# Single Head Machine Sources



## BigBear (Aug 15, 2007)

Greetings All,

I have a very nice sublimation and T-shirt customer in the Caribbean who would like to do some embroidered hats for her students.

We do not carry this type of equipment and I would like to give her better suggestions than just a list of sources.

I'm seeking any suggestions on one or two head equipment (and contact information) from members that have used the equipment that they suggest.

Because anything that she gets cost a fortune to import, dependability is the key issue.

Any other suggestions about supplies, suitable caps, etc., would also be welcome.


----------



## Lefty (Nov 21, 2007)

Jack, If your customer intends to continue embroidering as extra income, or do a volumn business, I would suggest commercial. I have the Amaya machine and do commercial embroidery. If she only embroiders occasionaly, there are some nice home machines that will do hats and have 6 needles. Brother, Melco, SWF, etc.
Much cheaper to start and ship. 
Lefty


----------



## specialta (Feb 21, 2007)

_Extracted entries:_

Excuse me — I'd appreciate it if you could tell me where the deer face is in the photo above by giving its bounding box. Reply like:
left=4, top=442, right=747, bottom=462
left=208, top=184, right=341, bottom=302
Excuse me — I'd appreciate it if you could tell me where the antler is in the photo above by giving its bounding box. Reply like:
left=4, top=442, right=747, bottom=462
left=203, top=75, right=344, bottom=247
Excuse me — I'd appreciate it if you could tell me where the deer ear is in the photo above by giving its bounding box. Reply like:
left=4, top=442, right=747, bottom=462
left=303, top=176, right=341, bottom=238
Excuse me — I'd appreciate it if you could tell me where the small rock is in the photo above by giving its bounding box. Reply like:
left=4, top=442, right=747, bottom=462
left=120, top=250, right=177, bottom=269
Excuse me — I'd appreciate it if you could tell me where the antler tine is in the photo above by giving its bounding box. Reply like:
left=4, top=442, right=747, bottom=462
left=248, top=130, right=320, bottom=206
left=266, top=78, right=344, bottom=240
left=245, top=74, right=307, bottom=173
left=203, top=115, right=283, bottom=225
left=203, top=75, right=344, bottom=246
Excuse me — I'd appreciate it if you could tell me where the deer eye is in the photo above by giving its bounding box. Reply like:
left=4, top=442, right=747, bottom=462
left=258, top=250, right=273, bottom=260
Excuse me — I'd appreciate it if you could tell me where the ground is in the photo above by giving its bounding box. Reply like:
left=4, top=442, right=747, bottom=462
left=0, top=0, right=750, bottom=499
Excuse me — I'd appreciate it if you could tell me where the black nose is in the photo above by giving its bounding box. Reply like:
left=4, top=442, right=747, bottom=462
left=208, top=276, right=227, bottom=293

==

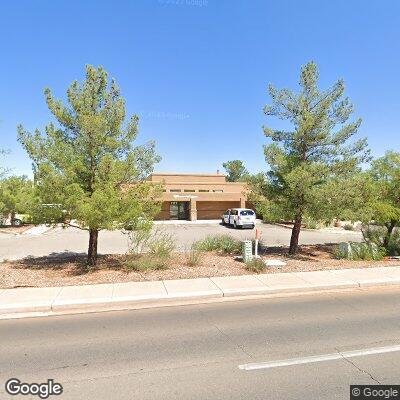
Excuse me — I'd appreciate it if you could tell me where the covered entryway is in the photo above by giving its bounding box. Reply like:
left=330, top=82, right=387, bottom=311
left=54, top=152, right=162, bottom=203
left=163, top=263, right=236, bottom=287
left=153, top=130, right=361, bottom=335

_Task list:_
(1) Rewrite the embroidery machine thread starting at "I have a very" and ending at "list of sources.", swapping "embroidered hats" for "embroidered caps".
(2) Write the next part of the forum thread on single-head embroidery machines, picking up after its last line.

_Responses to the tasks:_
(1)
I have a very nice sublimation and T-shirt customer in the Caribbean who would like to do some embroidered caps for her students.

We do not carry this type of equipment and I would like to give her better suggestions than just a list of sources.

(2)
Hello "Lefty" you may be just the guy I am looking for...for an honest opinion. I presently own a 2004 SWF 15 needle machine, and my business is growing so I am looking to purchase another machine, I am literally hours away from signing a check for a new 2008 Amaya XT 16 needle machine and I happen to see your post here and you mentioned that you own an Amaya and apparently you may also own an SWF machine according to your web-site I saw a pic of one there. How do you like your Amaya..? I probably do 80% hats and 20% flats in our business, we do alot more hats than anything and I want to make sure this machine will do the job as good or better than my SWF does.
I like the Amaya for several reasons one being the smaller footprint of the machine since we are a home based business we don`t want to make room for another big machine like the swf.
Please give me your honest opinion about the Amaya.

Thanks again....Kevin


----------



## Lefty (Nov 21, 2007)

Kevin, I already visited with you on the Amaya Users Group as JO


----------



## specialta (Feb 21, 2007)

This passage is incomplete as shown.